§ EXERCISE AIM
When you reach the line containing "Target: bleach bottle" in the entries below, begin reproducing lines exactly, and stop once the line containing "Target: upper wooden cabinet" is done.

§ EXTRACTED RECORDS
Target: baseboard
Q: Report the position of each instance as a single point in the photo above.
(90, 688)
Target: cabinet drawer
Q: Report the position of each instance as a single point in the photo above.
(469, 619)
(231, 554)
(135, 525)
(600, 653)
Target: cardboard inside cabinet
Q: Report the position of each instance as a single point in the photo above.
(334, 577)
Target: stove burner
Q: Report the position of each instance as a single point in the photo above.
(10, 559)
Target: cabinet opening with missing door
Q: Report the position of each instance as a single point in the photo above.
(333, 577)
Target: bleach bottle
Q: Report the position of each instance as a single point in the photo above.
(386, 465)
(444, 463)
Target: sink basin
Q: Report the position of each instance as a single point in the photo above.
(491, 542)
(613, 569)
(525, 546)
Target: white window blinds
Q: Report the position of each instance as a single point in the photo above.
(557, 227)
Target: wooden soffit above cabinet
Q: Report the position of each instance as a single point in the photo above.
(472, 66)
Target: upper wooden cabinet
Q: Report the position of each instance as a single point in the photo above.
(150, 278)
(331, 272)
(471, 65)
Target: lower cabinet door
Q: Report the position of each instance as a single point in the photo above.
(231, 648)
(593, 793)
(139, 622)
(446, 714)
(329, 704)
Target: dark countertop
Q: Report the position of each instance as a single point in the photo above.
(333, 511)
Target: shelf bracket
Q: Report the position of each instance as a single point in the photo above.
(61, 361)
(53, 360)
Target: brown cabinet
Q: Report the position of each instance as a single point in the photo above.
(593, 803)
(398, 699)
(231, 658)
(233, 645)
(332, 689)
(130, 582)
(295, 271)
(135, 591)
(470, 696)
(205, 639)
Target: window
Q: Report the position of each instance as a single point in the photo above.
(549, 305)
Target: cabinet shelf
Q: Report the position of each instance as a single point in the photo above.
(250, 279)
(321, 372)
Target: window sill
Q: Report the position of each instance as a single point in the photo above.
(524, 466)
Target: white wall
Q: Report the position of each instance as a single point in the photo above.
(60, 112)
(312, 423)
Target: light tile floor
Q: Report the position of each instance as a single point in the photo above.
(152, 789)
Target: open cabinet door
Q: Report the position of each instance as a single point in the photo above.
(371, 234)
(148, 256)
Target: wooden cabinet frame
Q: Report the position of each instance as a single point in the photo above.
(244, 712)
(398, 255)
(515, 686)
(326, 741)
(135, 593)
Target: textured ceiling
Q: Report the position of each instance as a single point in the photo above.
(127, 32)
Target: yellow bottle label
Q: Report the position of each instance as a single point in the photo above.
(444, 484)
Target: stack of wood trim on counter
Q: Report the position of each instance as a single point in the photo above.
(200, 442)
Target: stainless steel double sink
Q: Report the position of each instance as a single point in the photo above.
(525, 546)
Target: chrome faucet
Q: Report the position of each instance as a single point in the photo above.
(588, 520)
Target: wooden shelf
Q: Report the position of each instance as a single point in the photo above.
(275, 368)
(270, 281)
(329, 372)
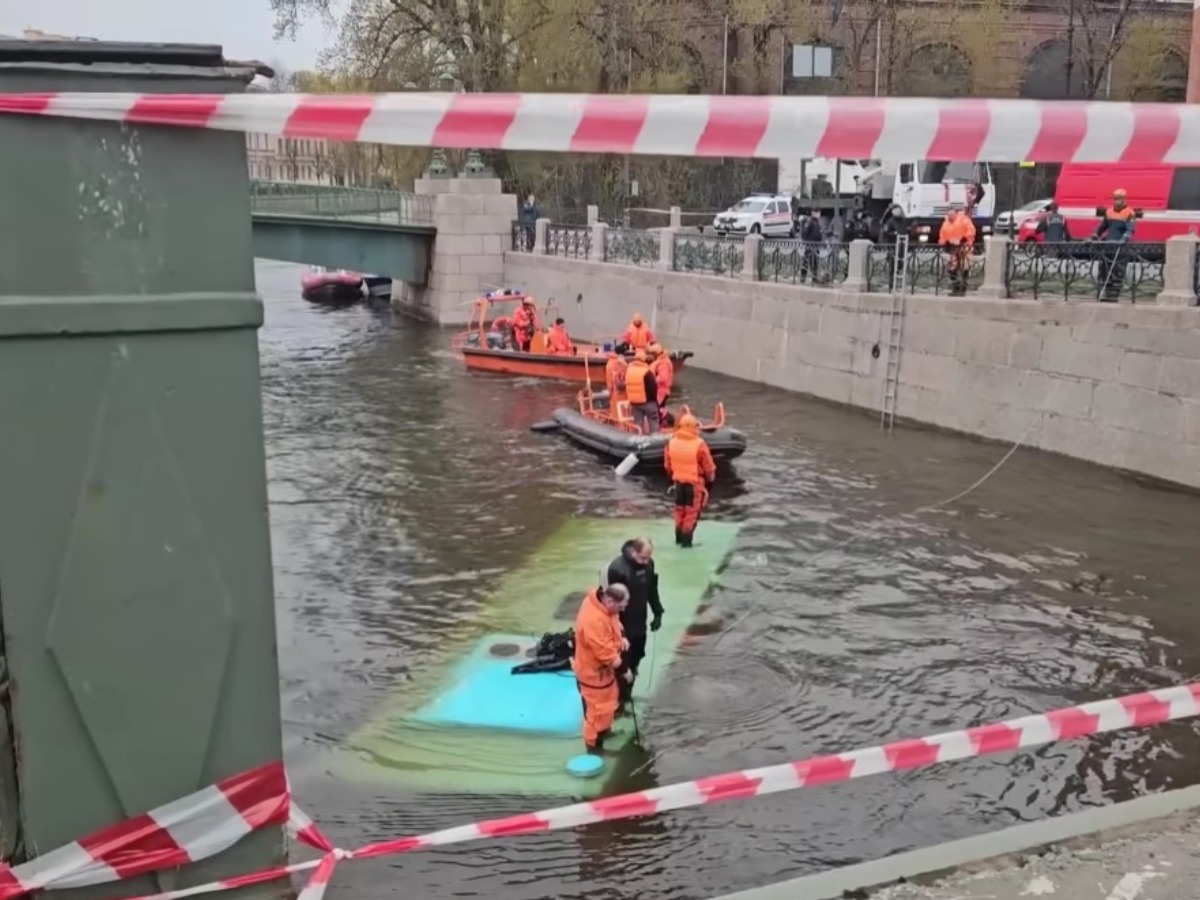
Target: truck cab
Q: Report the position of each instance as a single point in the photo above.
(924, 191)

§ EXPECTED ANSWER
Target: bleach bottle
Q: Report the position of each instance as a single point in the photo above.
(386, 465)
(444, 463)
Target: sink basin
Q: Report the position of each instance as a single point in the photo above.
(491, 542)
(613, 569)
(525, 546)
Target: white window blinds
Q: Report the position of each instance as a single point in the photo above.
(557, 227)
Target: wooden soffit above cabinet
Q: Report the position of each instance as a single point in the photo above.
(472, 66)
Target: upper wooden cabinet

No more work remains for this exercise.